* PROVIDED ENTRIES *
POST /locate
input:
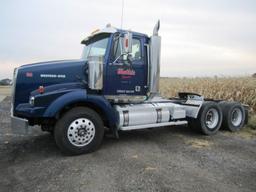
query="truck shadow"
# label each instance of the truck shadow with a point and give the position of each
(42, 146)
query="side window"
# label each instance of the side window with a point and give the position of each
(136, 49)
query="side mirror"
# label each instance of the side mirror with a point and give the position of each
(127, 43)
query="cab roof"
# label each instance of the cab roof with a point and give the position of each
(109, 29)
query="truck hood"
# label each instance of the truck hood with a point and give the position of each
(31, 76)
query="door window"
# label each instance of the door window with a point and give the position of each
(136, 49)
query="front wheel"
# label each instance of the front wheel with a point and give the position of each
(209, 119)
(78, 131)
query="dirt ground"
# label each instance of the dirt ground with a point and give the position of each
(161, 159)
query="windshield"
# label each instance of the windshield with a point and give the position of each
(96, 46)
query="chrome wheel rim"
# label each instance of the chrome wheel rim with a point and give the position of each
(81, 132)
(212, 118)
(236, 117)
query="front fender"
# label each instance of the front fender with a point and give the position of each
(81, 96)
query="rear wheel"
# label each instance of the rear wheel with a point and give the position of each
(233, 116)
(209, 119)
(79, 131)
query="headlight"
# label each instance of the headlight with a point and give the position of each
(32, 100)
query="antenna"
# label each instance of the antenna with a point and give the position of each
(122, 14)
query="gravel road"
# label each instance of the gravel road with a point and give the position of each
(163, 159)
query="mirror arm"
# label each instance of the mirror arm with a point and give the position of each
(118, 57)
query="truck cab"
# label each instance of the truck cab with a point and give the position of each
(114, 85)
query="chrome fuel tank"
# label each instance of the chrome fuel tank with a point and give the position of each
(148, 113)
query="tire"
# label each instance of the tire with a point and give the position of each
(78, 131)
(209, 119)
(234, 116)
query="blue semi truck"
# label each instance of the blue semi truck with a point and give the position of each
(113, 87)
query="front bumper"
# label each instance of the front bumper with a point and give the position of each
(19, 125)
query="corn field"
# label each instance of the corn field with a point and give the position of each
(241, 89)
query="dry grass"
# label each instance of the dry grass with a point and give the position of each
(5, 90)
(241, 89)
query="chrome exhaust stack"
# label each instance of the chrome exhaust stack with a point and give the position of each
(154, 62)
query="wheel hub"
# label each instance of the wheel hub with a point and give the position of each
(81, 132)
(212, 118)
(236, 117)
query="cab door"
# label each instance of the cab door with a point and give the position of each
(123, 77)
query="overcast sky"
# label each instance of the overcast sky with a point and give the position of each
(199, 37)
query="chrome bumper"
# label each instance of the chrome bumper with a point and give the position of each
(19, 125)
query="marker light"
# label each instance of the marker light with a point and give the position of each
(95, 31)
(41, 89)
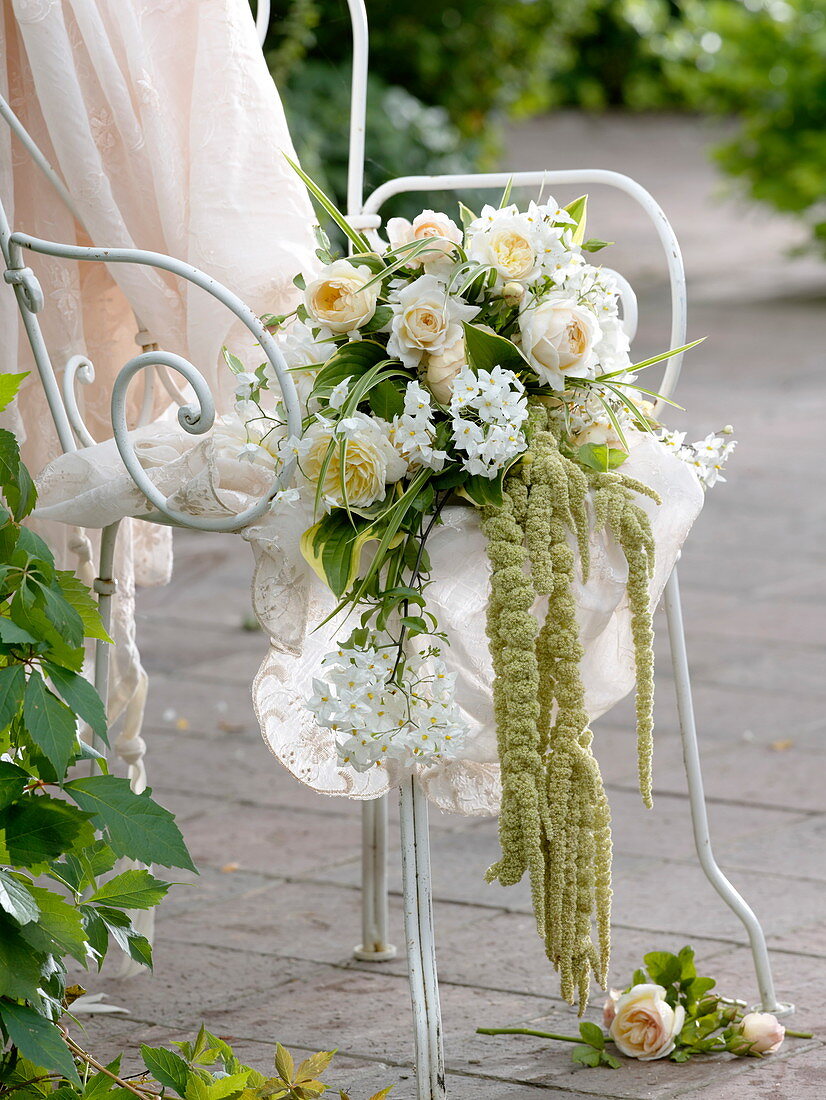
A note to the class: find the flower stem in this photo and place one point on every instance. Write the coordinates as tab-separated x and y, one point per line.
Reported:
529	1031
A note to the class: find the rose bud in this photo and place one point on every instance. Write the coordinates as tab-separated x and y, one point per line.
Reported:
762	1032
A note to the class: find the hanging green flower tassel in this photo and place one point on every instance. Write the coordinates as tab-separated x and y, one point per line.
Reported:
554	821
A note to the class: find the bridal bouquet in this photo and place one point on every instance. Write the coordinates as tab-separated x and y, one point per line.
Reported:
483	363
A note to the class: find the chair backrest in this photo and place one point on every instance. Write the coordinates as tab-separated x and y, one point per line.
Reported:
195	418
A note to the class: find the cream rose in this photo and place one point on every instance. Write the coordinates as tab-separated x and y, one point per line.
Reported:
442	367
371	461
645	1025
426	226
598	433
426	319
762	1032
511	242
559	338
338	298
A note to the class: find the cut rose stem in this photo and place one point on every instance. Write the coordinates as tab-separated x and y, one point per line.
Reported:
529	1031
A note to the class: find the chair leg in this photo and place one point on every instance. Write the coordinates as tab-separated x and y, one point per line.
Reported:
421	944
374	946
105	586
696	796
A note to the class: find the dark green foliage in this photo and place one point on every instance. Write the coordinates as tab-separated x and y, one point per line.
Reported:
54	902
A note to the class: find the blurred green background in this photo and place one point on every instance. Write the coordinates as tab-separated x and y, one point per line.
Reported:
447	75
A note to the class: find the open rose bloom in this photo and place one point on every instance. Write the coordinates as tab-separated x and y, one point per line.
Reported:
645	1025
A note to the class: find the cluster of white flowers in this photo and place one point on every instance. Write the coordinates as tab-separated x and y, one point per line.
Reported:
...
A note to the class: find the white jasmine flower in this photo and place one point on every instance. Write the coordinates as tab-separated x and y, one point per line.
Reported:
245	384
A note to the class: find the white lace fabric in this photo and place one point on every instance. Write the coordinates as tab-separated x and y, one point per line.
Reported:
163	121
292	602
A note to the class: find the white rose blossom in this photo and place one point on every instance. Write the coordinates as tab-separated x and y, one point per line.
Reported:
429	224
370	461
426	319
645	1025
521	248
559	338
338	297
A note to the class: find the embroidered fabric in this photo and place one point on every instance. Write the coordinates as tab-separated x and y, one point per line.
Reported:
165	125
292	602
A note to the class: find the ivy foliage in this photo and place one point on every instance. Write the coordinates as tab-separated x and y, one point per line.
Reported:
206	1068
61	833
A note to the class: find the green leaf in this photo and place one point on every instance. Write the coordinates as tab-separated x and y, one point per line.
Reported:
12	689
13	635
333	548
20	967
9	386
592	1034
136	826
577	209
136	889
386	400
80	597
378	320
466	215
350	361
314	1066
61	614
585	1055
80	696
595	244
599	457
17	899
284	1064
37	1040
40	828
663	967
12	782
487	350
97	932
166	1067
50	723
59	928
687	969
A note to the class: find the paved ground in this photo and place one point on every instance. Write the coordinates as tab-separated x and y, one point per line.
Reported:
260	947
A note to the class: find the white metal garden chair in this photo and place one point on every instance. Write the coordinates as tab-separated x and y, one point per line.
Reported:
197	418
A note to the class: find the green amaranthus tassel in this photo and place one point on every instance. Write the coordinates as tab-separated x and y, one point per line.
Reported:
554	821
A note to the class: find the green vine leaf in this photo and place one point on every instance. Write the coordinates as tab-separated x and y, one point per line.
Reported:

* EXERCISE *
Which lines in the records contain the string "exhaust"? Pull out each of those lines, treating uppercase and lowercase letters as different.

* RESULT OF THIS EXERCISE *
query="chrome exhaust stack"
# label each instance of the chrome exhaust stack with a point and give the position of each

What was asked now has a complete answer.